> To be done: Without omitting anything, return the records precisely as given.

(Records from a data source)
☆ ☆ ☆
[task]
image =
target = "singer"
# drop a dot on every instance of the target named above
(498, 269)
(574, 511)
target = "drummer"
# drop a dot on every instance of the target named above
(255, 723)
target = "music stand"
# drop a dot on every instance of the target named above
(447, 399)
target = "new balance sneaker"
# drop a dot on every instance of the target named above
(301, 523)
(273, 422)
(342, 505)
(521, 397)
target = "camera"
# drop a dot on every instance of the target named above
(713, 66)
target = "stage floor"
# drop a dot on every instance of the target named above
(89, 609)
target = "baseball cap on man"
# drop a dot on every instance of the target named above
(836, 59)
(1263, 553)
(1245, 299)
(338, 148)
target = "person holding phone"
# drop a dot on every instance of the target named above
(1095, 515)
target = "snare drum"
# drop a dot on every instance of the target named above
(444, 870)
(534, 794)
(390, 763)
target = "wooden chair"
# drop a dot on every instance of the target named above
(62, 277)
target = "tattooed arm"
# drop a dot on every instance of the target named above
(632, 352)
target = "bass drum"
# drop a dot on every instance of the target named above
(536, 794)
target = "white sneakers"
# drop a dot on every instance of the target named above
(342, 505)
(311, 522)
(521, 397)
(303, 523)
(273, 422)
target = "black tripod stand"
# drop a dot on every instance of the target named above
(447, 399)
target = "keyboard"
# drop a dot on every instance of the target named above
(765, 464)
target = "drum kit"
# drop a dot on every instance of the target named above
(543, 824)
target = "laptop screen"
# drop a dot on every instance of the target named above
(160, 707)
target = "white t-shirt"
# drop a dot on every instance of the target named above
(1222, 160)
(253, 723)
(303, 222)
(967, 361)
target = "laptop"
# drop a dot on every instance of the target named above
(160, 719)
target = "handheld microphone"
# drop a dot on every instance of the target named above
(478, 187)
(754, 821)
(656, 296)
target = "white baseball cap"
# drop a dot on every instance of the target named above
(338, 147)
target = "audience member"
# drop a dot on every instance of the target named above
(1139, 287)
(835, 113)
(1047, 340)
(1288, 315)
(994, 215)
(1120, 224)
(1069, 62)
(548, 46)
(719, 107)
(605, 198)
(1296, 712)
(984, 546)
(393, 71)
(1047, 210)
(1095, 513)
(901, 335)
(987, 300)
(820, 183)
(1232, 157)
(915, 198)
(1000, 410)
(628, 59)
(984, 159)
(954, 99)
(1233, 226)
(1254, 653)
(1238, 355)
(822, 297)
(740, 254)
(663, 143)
☆ ☆ ☆
> Task solution:
[task]
image =
target = "singer"
# drop a dot on every instance of the target named above
(498, 269)
(574, 511)
target = "drummer"
# drop a dot on every instance of the target named above
(255, 723)
target = "music stand"
# drop a dot on every instance of the target named above
(447, 399)
target = "new balance sneaker"
# drop a dot on every instance of the target named above
(301, 523)
(273, 422)
(342, 505)
(521, 397)
target = "camera"
# drop a dot on every instance of the target named above
(713, 66)
target = "stage floor"
# drop a dot on every instance of the target named above
(89, 609)
target = "baseball cap on man"
# drop a dot on every instance of the target named above
(836, 59)
(1263, 553)
(1245, 299)
(338, 148)
target = "person holding phone"
# drop a dot on every instance of the target named above
(1095, 515)
target = "snare drum"
# drop a dot on every instance of the target named above
(444, 870)
(534, 794)
(390, 763)
target = "wooden chair"
# drop a dot on every instance of the target named above
(62, 277)
target = "tattooed arm"
# drop a dot on every instance of the target named above
(632, 352)
target = "bass drum"
# drop a dot on every instance of the target named above
(536, 794)
target = "white sneakers"
# drop a dot on every instance of the target named above
(342, 505)
(311, 522)
(521, 397)
(303, 523)
(273, 422)
target = "black tripod stand"
# drop a dot on every instance of the target named above
(447, 399)
target = "keyboard"
# drop a dot on every instance of the target named above
(765, 464)
target = "drum kit"
# drop a dot on every instance of the target named above
(543, 824)
target = "laptop screen"
# drop a dot on every instance of the target named above
(160, 707)
target = "white t-shirt"
# drop a dot on every instance of the target named above
(1222, 160)
(253, 723)
(303, 222)
(967, 361)
target = "laptop"
# drop a dot on every instance of the target named above
(160, 719)
target = "handheld microphone"
# drop a dot on every instance of the target named above
(478, 187)
(754, 821)
(656, 296)
target = "white baseball cap"
# drop a dot on every instance of the target named above
(338, 147)
target = "audience member"
# drop a dot on every instance of the target named above
(1139, 287)
(835, 113)
(1047, 340)
(1288, 315)
(994, 215)
(1120, 224)
(1069, 62)
(548, 46)
(719, 107)
(605, 198)
(1296, 712)
(984, 546)
(393, 71)
(1047, 210)
(1095, 513)
(901, 335)
(987, 300)
(820, 183)
(1232, 157)
(915, 198)
(1000, 410)
(628, 59)
(984, 159)
(954, 99)
(1233, 226)
(1254, 653)
(1238, 355)
(822, 297)
(740, 254)
(663, 143)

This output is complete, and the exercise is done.